Filtra i record qui sotto e ricopia tutte le righe in cui compare la parola "mask".

================

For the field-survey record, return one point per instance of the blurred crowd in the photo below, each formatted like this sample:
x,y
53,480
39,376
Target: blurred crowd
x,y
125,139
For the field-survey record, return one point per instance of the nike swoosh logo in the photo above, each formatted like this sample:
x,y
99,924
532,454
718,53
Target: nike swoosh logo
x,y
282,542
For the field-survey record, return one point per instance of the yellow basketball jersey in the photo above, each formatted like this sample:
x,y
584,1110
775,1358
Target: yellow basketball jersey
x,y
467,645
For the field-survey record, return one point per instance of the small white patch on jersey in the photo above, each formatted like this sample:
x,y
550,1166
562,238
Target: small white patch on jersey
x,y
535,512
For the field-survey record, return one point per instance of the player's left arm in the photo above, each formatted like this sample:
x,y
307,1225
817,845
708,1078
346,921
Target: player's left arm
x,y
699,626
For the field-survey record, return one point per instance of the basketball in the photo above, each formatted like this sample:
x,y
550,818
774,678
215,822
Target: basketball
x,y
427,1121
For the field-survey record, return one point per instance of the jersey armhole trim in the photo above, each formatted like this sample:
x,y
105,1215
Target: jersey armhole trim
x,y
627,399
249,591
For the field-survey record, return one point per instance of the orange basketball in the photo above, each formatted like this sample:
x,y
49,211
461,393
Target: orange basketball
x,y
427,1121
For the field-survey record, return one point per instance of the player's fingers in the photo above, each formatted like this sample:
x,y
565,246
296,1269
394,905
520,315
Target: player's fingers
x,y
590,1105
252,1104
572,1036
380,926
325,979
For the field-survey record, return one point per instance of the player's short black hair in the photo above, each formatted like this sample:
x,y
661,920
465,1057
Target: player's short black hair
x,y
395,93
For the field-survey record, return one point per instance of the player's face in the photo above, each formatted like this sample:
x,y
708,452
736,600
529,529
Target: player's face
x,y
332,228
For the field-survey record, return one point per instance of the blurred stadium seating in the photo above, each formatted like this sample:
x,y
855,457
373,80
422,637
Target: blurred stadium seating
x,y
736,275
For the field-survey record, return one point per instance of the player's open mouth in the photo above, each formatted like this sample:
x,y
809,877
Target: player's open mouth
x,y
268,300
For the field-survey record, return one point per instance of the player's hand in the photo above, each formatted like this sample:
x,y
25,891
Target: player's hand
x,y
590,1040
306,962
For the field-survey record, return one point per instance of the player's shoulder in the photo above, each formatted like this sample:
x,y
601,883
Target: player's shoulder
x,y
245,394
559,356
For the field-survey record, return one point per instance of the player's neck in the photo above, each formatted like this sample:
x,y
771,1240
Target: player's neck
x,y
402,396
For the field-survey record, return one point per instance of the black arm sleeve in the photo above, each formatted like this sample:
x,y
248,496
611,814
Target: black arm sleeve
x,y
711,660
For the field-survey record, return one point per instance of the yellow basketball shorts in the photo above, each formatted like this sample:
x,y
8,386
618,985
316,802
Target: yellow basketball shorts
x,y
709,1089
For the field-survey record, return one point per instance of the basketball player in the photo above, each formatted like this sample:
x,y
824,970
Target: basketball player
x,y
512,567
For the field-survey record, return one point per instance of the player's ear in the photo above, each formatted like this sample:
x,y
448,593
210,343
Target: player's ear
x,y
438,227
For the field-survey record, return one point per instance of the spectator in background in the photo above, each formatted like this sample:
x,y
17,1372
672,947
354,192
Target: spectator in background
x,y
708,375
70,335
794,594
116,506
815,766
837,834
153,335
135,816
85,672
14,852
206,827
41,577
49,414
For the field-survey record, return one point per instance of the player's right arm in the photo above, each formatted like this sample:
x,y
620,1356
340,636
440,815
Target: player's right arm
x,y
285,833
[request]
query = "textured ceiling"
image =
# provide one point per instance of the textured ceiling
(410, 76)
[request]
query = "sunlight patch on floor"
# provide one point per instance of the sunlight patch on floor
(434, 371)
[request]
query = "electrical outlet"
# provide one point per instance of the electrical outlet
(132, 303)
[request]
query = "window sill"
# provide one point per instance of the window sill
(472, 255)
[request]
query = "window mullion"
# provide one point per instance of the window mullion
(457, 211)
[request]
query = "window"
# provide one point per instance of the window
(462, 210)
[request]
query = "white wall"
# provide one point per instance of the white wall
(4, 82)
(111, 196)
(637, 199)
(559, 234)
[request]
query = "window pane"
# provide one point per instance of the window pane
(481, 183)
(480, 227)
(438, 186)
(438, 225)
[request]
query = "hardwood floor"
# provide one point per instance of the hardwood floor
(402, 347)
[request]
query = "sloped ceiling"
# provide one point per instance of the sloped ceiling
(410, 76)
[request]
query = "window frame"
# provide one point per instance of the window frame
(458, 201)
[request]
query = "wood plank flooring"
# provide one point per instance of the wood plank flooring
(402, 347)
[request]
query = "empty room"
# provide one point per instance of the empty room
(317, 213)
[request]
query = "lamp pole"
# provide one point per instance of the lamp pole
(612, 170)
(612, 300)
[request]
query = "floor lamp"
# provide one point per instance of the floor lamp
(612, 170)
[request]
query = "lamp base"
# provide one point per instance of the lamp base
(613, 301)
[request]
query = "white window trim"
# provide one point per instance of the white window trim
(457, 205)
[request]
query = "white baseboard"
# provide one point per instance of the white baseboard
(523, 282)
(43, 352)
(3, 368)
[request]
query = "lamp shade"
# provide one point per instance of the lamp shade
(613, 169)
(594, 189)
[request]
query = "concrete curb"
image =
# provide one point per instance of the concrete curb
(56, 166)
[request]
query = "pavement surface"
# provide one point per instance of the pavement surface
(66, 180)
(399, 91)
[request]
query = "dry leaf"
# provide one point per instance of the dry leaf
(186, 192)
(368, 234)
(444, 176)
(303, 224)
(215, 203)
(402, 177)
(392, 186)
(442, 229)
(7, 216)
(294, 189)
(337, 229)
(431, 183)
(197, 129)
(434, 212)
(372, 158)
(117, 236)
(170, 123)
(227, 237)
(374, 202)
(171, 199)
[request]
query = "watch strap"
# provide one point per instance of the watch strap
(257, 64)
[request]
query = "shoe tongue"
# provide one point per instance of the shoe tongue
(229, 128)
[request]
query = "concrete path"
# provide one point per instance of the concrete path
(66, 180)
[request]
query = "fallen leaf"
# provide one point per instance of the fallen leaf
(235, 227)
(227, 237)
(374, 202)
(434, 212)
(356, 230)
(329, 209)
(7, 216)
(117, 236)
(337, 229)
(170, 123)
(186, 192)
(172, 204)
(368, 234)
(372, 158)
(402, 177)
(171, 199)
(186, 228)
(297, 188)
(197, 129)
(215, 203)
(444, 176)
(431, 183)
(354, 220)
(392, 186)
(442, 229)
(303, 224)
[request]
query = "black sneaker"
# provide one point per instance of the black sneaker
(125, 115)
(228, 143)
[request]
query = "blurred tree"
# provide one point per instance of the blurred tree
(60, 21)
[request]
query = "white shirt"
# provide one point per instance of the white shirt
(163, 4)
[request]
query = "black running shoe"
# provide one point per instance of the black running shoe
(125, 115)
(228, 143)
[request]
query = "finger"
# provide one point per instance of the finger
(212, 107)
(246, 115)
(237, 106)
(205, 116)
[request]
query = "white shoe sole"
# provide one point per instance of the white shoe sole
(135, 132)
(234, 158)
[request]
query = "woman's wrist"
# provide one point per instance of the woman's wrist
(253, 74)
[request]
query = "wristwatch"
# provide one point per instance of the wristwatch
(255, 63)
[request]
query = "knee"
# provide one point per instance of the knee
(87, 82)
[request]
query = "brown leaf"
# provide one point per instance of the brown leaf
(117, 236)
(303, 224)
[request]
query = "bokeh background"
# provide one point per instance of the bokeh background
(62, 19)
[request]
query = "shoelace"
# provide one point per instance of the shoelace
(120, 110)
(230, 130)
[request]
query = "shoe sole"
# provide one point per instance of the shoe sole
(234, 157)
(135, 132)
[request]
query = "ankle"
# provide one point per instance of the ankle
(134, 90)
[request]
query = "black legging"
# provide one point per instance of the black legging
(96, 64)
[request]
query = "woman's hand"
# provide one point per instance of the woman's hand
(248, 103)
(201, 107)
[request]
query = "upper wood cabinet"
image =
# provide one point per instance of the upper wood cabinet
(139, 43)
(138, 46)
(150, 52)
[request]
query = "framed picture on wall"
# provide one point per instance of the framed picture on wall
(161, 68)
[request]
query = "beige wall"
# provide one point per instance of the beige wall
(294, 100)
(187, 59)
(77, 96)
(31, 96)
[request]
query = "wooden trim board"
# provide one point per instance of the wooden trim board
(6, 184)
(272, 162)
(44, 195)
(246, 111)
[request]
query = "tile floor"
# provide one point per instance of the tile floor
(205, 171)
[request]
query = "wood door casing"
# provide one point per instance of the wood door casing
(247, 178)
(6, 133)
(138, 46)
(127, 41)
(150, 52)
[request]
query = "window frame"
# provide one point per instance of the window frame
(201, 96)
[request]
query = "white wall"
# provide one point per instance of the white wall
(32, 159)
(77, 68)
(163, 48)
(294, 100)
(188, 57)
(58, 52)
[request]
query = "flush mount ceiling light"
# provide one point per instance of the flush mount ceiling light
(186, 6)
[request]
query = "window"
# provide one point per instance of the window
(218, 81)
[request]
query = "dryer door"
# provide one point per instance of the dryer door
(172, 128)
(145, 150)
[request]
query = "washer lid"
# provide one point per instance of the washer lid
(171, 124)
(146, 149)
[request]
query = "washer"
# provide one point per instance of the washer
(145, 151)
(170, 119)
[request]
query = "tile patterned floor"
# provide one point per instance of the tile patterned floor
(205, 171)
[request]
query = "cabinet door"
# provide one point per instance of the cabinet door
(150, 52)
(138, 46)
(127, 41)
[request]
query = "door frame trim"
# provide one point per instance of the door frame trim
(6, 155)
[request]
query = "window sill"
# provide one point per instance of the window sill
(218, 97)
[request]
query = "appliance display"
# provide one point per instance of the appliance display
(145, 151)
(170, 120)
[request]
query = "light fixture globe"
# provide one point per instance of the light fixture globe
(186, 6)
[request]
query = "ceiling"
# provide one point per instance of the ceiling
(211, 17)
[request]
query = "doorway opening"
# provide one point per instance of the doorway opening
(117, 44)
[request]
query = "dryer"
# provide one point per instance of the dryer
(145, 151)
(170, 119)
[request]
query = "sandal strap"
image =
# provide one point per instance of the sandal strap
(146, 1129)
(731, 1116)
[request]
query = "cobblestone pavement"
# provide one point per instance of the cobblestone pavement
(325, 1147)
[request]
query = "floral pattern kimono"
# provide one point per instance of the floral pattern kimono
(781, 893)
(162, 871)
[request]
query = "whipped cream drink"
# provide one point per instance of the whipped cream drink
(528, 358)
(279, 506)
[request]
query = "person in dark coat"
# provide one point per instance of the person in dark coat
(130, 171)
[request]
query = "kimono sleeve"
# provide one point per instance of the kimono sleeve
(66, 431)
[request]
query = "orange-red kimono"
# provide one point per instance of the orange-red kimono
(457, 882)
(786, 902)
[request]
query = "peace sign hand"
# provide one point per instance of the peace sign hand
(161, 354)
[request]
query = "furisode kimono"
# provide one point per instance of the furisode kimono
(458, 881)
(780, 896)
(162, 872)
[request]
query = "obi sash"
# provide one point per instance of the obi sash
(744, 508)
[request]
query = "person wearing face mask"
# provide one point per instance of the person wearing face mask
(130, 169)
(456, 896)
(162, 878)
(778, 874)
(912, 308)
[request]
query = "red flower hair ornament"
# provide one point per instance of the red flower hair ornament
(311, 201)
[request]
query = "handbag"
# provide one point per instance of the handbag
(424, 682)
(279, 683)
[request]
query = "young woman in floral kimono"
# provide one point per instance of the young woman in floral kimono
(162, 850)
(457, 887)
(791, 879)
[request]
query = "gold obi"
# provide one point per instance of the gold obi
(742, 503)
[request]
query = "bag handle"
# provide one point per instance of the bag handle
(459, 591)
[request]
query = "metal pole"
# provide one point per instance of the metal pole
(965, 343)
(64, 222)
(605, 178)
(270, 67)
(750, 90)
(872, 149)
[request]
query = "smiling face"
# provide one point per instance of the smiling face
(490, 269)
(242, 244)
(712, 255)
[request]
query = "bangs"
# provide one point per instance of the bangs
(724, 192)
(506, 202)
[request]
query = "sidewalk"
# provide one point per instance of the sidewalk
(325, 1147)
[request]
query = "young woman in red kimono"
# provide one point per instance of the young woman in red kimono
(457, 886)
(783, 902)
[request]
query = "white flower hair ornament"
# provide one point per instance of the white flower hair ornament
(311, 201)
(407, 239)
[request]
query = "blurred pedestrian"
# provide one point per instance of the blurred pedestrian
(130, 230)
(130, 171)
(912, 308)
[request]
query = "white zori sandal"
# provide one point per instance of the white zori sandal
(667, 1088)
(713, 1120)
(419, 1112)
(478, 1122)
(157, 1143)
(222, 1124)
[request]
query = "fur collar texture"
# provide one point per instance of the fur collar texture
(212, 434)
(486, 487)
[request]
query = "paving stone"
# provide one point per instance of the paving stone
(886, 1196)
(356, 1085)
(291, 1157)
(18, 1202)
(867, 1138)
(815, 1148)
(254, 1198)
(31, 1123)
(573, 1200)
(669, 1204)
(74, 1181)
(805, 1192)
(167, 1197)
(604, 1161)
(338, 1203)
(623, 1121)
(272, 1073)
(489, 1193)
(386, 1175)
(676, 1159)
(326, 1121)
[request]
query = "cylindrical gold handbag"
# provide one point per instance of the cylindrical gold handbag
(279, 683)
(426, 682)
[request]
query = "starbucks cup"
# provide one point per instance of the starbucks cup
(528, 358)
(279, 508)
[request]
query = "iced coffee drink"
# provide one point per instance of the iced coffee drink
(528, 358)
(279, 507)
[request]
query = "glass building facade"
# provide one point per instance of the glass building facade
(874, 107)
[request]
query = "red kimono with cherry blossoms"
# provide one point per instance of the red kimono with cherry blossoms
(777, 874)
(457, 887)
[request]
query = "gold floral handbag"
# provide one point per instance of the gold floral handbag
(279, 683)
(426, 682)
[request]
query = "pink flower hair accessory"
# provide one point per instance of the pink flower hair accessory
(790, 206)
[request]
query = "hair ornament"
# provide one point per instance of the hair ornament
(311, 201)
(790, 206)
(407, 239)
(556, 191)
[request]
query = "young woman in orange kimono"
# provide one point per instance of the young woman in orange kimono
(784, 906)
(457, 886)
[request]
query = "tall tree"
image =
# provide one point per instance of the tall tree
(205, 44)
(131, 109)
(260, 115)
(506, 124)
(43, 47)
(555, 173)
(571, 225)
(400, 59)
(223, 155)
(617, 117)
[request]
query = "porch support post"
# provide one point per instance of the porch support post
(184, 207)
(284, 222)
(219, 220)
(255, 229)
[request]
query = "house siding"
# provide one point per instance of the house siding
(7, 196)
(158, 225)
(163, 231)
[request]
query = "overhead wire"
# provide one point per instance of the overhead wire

================

Risposta completa
query = "person wearing face mask"
# provide one point per instance of the person wearing face mask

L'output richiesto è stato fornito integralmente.